[AIM OF THE EXERCISE]: Quote the entries below from the line with "Target: doctor's hand" through the line with "Target: short dark hair on nurse", both ends included, and only those lines.

[DATA RECORDS]:
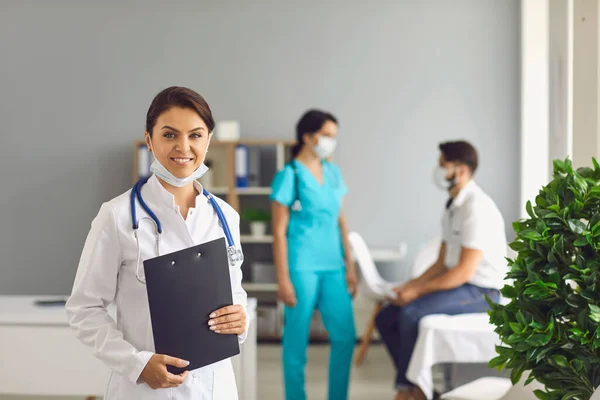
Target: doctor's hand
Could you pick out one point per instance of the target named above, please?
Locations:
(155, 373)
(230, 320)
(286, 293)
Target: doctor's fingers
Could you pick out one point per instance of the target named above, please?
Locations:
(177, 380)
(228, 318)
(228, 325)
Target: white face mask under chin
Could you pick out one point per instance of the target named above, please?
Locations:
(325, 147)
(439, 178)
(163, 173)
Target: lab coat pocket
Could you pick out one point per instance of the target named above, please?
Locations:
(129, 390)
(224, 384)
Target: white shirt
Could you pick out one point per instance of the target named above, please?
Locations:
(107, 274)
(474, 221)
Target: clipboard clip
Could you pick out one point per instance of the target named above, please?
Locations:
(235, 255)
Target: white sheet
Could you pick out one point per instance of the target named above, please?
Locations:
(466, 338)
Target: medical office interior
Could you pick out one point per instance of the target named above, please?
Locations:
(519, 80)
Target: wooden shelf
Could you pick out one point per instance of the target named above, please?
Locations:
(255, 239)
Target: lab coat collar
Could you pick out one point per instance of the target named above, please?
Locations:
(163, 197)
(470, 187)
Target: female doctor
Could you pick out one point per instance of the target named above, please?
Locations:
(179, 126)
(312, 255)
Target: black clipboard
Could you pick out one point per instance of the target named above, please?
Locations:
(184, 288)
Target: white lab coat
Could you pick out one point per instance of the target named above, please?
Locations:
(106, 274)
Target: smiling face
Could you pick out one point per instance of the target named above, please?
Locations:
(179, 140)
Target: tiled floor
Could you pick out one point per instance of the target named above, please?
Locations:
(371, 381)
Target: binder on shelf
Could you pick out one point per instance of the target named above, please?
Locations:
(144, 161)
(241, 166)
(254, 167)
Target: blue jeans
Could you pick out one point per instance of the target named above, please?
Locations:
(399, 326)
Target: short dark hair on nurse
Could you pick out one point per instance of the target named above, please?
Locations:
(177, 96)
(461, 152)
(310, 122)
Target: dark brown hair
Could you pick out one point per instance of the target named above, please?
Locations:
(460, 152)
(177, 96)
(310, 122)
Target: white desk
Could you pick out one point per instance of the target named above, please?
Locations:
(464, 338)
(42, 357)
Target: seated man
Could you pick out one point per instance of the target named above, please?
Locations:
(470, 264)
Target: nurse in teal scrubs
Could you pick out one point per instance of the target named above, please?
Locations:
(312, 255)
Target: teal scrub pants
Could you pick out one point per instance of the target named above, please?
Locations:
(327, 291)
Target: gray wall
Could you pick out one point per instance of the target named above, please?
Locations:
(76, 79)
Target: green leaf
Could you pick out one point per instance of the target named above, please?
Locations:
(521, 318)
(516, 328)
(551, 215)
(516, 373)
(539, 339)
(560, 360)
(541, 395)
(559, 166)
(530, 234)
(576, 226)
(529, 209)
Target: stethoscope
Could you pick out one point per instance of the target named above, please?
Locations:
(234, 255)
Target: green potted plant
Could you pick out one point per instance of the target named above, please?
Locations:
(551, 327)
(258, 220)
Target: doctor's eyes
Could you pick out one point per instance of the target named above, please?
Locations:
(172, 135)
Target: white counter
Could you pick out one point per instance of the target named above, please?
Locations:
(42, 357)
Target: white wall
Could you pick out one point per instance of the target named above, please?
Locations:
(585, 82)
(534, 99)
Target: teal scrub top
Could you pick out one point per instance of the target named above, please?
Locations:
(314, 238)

==

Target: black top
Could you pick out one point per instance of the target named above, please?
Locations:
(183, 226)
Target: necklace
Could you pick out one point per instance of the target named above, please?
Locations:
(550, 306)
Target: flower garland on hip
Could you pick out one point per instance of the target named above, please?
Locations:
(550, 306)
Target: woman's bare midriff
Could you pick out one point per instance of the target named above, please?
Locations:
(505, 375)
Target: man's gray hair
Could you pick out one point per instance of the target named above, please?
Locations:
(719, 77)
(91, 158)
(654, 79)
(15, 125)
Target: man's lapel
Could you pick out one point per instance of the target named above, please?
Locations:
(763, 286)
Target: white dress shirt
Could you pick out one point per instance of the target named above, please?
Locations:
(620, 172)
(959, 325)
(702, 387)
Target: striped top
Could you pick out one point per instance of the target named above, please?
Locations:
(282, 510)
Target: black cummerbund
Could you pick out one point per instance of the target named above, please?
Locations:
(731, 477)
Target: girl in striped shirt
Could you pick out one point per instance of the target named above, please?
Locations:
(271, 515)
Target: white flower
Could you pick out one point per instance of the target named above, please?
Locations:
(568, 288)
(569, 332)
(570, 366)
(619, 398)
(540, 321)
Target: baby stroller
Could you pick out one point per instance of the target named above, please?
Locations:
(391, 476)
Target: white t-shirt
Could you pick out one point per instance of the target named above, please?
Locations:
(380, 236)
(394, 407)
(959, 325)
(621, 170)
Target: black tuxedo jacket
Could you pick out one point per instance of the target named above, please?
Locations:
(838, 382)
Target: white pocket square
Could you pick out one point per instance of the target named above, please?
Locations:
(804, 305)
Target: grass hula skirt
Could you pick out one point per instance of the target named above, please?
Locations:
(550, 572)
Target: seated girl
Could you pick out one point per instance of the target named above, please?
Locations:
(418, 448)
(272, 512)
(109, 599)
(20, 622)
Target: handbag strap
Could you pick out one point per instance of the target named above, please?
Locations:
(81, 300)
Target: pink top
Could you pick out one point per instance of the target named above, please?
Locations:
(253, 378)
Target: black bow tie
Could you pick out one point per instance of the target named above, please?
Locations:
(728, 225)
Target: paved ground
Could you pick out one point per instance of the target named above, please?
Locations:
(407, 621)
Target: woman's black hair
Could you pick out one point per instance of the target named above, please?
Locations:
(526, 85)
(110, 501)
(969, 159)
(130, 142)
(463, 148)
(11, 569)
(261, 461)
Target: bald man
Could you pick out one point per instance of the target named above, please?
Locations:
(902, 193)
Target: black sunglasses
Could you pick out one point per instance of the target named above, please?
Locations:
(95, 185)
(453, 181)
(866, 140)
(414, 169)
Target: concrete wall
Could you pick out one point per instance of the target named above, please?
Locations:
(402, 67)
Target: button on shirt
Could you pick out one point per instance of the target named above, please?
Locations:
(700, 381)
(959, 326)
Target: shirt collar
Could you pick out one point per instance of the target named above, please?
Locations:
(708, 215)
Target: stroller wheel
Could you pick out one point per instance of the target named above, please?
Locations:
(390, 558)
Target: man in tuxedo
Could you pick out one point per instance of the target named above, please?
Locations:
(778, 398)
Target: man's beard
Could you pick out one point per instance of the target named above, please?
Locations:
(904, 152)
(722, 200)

[RESULT FOR THIS TASK]:
Target: doctor's hand
Could you pick out one point per instance of the target named above, please?
Locations:
(155, 373)
(230, 320)
(286, 293)
Target: doctor's fingers
Could you pick out one point per instance of the target named above, please?
Locations:
(177, 380)
(228, 318)
(228, 325)
Target: white face mask under chin
Could you pick out one point per instance of the target named above, please?
Locations:
(325, 147)
(439, 178)
(163, 173)
Target: lab coat pocket
Could you pick out one point per instance of the target named above, please?
Locations:
(129, 390)
(224, 384)
Target: white shirt
Could you pick out one point per instance of the target named above, please?
Locations:
(107, 274)
(474, 221)
Target: clipboard clip
Could you pick out one point per instance of the target named above, please?
Locations:
(235, 255)
Target: white sheet
Could you pick out one point per instance of the target named above, please?
Locations:
(466, 338)
Target: medical office interior
Could you pick out one point per instance of the target named above, please?
Locations:
(519, 80)
Target: wooden shelf
Could you pick out one point per instance of the target named above, please?
Locations:
(255, 239)
Target: lab coat collar
Could you pick out one point per instance of the target named above, please?
Locations:
(163, 197)
(470, 187)
Target: female doctor
Could you pick out one point per instance of the target named above, please?
Locations:
(179, 126)
(312, 255)
Target: black clipboard
Could you pick out one point per instance of the target named above, please?
Locations:
(184, 288)
Target: white lab coat
Could you pick out one point per instance of the target named above, please?
Locations:
(106, 274)
Target: smiling face
Could you pick out one point per instance of the target named above, please?
Locations:
(179, 140)
Target: tiled floor
Could you pick out one point per instance of the target named above, please?
Locations:
(371, 381)
Target: binder on shelf
Could you pick out one point per instance of the target named above, please?
Locations:
(144, 161)
(241, 166)
(254, 167)
Target: blue jeans
Could you pick out one point per instance of the target named above, please?
Locations:
(399, 326)
Target: short dark hair on nurse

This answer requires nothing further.